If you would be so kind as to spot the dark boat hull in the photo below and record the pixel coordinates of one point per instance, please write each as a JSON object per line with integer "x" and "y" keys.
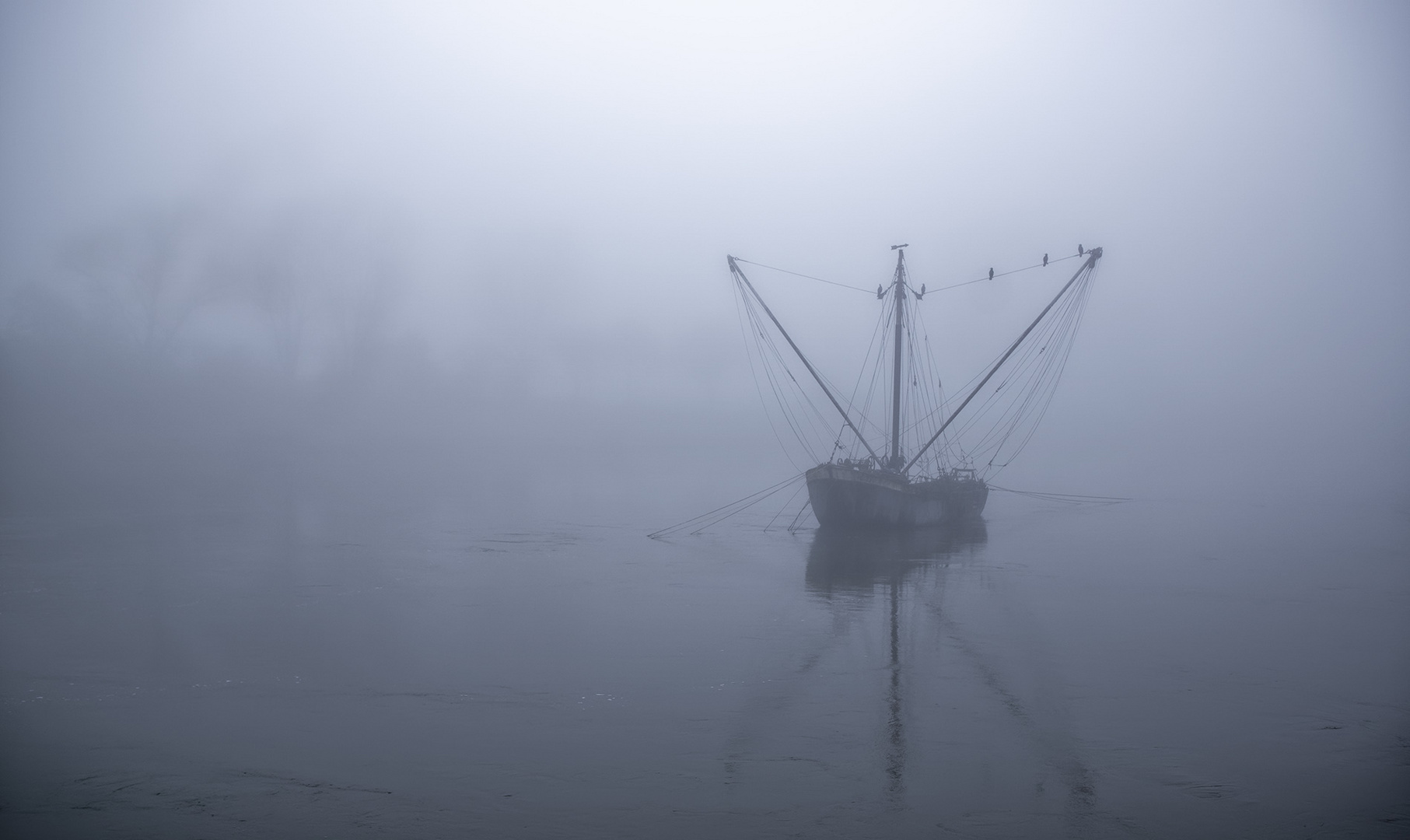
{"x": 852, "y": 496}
_ _ _ _ _ _ _
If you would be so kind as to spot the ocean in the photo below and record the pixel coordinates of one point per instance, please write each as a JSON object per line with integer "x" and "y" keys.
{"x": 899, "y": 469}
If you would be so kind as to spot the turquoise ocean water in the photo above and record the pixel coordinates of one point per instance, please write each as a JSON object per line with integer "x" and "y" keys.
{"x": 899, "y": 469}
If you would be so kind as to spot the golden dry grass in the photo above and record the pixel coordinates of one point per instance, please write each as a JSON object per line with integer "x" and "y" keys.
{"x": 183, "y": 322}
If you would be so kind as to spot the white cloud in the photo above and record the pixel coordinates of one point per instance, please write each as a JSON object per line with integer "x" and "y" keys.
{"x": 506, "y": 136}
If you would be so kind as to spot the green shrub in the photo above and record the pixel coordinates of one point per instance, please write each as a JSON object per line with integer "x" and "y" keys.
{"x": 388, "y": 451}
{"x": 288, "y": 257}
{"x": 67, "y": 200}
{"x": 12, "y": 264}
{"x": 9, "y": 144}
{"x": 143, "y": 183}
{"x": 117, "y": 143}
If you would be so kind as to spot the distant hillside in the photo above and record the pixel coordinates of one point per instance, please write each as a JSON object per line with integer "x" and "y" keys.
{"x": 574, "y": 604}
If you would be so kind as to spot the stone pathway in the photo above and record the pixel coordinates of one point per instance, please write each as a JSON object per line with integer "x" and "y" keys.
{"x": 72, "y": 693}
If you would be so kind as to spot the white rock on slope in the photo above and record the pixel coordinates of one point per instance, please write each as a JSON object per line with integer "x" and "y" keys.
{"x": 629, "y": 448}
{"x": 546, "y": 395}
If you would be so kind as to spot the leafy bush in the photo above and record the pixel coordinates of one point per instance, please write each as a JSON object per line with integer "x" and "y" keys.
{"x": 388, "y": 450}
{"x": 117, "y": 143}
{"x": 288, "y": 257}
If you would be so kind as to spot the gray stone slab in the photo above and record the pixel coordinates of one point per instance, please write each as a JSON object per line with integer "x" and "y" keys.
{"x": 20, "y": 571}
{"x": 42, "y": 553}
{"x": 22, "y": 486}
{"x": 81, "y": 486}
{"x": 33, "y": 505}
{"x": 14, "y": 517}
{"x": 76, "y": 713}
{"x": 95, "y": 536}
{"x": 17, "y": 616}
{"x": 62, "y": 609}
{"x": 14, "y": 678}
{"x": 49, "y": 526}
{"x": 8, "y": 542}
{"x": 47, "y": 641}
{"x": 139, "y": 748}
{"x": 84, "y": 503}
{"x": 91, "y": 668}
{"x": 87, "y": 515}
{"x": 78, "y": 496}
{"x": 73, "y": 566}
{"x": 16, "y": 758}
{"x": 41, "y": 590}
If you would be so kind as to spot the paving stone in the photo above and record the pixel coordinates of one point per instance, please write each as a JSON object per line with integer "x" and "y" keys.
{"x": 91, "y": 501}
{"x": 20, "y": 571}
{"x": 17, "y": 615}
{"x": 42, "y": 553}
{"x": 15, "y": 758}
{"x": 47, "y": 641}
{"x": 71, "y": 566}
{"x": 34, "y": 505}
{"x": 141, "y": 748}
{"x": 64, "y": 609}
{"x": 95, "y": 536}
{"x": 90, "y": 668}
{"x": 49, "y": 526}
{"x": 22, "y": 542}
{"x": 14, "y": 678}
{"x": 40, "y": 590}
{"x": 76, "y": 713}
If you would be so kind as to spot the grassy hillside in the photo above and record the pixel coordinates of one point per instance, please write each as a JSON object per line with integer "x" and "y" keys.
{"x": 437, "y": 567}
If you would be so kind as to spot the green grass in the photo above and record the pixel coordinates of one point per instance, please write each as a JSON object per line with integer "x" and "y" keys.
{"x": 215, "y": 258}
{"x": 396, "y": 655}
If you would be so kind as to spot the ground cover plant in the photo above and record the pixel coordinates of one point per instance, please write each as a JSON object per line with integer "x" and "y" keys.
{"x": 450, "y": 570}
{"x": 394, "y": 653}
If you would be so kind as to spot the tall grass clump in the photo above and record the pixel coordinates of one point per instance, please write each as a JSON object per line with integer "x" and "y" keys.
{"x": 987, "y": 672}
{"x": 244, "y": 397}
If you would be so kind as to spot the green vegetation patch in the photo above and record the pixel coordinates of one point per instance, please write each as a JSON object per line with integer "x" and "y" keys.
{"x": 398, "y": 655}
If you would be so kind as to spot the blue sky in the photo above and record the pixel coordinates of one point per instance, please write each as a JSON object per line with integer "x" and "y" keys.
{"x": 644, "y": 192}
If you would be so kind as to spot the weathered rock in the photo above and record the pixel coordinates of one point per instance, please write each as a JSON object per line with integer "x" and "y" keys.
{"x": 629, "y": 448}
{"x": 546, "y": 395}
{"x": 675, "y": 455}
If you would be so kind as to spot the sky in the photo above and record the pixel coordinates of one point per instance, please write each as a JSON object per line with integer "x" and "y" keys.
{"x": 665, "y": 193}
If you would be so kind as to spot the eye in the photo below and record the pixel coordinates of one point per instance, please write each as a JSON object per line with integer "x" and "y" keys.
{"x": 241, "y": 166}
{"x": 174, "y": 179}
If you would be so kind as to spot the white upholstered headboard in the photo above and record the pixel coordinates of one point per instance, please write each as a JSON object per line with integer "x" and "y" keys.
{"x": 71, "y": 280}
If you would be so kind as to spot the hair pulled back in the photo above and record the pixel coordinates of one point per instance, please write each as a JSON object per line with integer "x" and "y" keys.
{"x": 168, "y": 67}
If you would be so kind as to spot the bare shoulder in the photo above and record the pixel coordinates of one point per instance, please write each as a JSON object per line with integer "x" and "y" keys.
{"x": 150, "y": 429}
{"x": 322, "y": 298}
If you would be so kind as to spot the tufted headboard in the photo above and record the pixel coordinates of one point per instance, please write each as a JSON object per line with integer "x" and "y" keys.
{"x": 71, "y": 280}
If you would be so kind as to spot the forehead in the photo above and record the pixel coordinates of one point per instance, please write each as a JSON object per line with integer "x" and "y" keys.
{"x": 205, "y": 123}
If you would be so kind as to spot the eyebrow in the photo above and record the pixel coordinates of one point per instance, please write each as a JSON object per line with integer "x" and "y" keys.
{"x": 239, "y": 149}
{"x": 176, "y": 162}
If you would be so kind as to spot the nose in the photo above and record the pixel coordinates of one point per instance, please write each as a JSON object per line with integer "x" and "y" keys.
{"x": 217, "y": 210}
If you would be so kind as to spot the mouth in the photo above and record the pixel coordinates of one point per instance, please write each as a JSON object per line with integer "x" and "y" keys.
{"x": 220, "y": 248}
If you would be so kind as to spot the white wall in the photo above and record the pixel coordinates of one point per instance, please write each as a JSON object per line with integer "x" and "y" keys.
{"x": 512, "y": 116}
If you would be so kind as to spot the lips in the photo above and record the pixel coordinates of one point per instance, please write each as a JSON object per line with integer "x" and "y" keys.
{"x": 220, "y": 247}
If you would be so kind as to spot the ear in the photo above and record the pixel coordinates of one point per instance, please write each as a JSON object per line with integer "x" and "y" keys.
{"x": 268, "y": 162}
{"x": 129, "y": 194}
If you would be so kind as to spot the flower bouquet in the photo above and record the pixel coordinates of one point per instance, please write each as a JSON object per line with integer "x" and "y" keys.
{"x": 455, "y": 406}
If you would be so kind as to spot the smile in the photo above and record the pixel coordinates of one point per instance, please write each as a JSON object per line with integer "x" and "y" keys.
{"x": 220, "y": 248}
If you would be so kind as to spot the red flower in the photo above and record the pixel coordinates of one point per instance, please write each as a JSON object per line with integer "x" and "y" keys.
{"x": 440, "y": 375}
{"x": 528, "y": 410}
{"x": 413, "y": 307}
_ _ _ _ _ _ _
DIRECTIVE:
Reproduce each line of the material above that contains the word "green", and omit every other line.

COMPLETE ANSWER:
If you would be so kind as to spot the green shrub in the photo above and record the pixel coordinates of one point per instance, please write each as a JSON object per line with integer "x" and "y" keys.
If you would be so kind as to spot the green grass in the photo above and record the pixel coordinates of one point per instance, please write each as a JSON object per line with integer "x" and "y" keys.
If you would be so kind as to spot the green vegetation patch in the photo above and record the pixel coordinates of one point per instance, please write each as a JSON object per line with integer "x" and "y" keys.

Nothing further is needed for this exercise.